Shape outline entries
================================

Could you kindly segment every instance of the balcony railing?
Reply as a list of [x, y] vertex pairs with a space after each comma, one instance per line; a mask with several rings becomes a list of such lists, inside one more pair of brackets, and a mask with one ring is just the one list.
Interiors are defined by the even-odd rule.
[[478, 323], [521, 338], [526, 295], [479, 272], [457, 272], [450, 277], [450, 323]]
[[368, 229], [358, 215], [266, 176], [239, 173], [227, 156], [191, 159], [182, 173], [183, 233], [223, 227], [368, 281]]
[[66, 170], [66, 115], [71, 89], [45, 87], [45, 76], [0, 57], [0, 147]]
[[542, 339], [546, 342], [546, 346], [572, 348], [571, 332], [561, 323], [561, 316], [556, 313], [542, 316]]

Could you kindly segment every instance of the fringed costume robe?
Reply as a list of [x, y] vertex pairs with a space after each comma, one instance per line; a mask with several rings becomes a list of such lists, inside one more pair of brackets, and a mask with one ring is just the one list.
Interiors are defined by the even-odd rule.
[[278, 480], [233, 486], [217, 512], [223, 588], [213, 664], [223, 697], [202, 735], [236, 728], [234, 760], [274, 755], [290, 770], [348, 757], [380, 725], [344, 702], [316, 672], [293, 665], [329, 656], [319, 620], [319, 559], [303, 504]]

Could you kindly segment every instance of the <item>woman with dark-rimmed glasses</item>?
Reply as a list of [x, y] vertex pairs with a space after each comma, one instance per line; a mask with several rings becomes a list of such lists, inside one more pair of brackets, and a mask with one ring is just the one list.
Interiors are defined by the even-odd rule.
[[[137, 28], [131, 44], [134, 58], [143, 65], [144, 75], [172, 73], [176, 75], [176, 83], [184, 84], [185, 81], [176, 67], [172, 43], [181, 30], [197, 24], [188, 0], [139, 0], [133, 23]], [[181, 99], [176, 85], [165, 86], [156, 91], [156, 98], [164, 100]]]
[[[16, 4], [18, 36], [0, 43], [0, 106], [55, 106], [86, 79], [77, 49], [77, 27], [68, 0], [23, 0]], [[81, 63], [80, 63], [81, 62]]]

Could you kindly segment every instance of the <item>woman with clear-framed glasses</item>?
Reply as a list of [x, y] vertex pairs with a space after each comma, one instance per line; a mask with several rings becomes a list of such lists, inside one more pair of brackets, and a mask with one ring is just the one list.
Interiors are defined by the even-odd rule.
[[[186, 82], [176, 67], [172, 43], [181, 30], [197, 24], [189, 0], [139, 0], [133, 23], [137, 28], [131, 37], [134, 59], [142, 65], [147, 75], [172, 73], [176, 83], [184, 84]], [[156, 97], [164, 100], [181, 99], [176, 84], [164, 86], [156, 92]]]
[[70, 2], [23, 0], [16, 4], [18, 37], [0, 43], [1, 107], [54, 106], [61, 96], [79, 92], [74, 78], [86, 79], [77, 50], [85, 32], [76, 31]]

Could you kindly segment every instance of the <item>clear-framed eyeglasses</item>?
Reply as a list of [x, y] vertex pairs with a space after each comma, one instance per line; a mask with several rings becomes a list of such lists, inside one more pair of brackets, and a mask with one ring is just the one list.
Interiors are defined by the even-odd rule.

================================

Stated goal: Copy out every one of the lines above, word for word.

Task solution:
Could you kindly segment every instance of the balcony railing?
Reply as a list of [x, y] vertex pairs with a space after each comma, one instance per line; a mask with several rings becomes a list of such lists, inside one more pair of brackets, and a mask with one ring is just the one list.
Interiors are defined by the even-odd rule.
[[478, 323], [521, 338], [526, 295], [479, 272], [457, 272], [450, 277], [450, 323]]
[[368, 229], [358, 215], [266, 176], [239, 173], [227, 156], [191, 159], [182, 173], [183, 233], [223, 227], [368, 281]]
[[66, 170], [66, 115], [71, 89], [45, 87], [45, 76], [0, 57], [0, 147]]
[[542, 339], [546, 342], [546, 346], [572, 348], [571, 332], [561, 323], [561, 316], [556, 313], [542, 316]]

Could you kindly segment every instance of the fringed costume robe?
Reply as a list of [x, y] vertex pairs with a space after each comma, one instance per line; a mask with several rings becomes a list of such lists, inside one more pair of brackets, and a mask with one ring is just the one list.
Interiors are defined by the even-odd rule.
[[278, 480], [233, 486], [217, 512], [223, 588], [213, 664], [223, 697], [202, 735], [236, 728], [234, 760], [274, 755], [290, 770], [348, 757], [380, 725], [344, 702], [316, 672], [293, 665], [329, 656], [319, 620], [319, 559], [303, 504]]

Could you kindly segment every instance of the <item>woman with dark-rimmed glasses</item>?
Reply as a list of [x, y] vertex pairs with a space after each comma, one instance per line; a mask with several rings becomes a list of such lists, inside one more pair of brackets, and a mask with one ring is just the one list.
Interiors are defined by the even-odd rule.
[[[137, 28], [131, 44], [134, 58], [143, 65], [144, 75], [172, 73], [176, 75], [176, 83], [184, 84], [185, 81], [176, 67], [172, 43], [181, 30], [197, 24], [188, 0], [139, 0], [133, 23]], [[181, 99], [176, 85], [165, 86], [156, 91], [156, 98], [164, 100]]]
[[[16, 4], [18, 36], [0, 43], [0, 106], [55, 106], [86, 79], [77, 49], [77, 27], [68, 0], [23, 0]], [[81, 63], [80, 63], [81, 62]]]

Could you kindly segment every instance of the <item>woman with clear-framed glasses</item>?
Reply as a list of [x, y] vertex pairs with a space after each comma, one instance per line; a mask with several rings becomes a list of such lists, inside one more pair of brackets, and a mask with one ring is just the one list.
Interiors are defined by the even-odd rule.
[[[186, 82], [176, 67], [172, 43], [181, 30], [197, 24], [189, 0], [139, 0], [133, 23], [137, 28], [131, 37], [134, 59], [142, 65], [147, 75], [172, 73], [176, 83], [184, 84]], [[156, 97], [164, 100], [181, 99], [176, 84], [164, 86], [156, 92]]]
[[70, 2], [23, 0], [16, 4], [18, 37], [0, 43], [1, 107], [54, 106], [61, 96], [79, 92], [74, 78], [86, 79], [77, 50], [85, 32], [76, 31]]

Could you kindly segment every instance of the <item>clear-framed eyeglasses</item>?
Reply as a list of [x, y] vertex pairs with a space after each comma, one instance per line; a mask with several rings becomes a list of such lists, inside one more pair of brackets, and a mask with one ring is just the one list.
Interiors are defined by the even-odd rule.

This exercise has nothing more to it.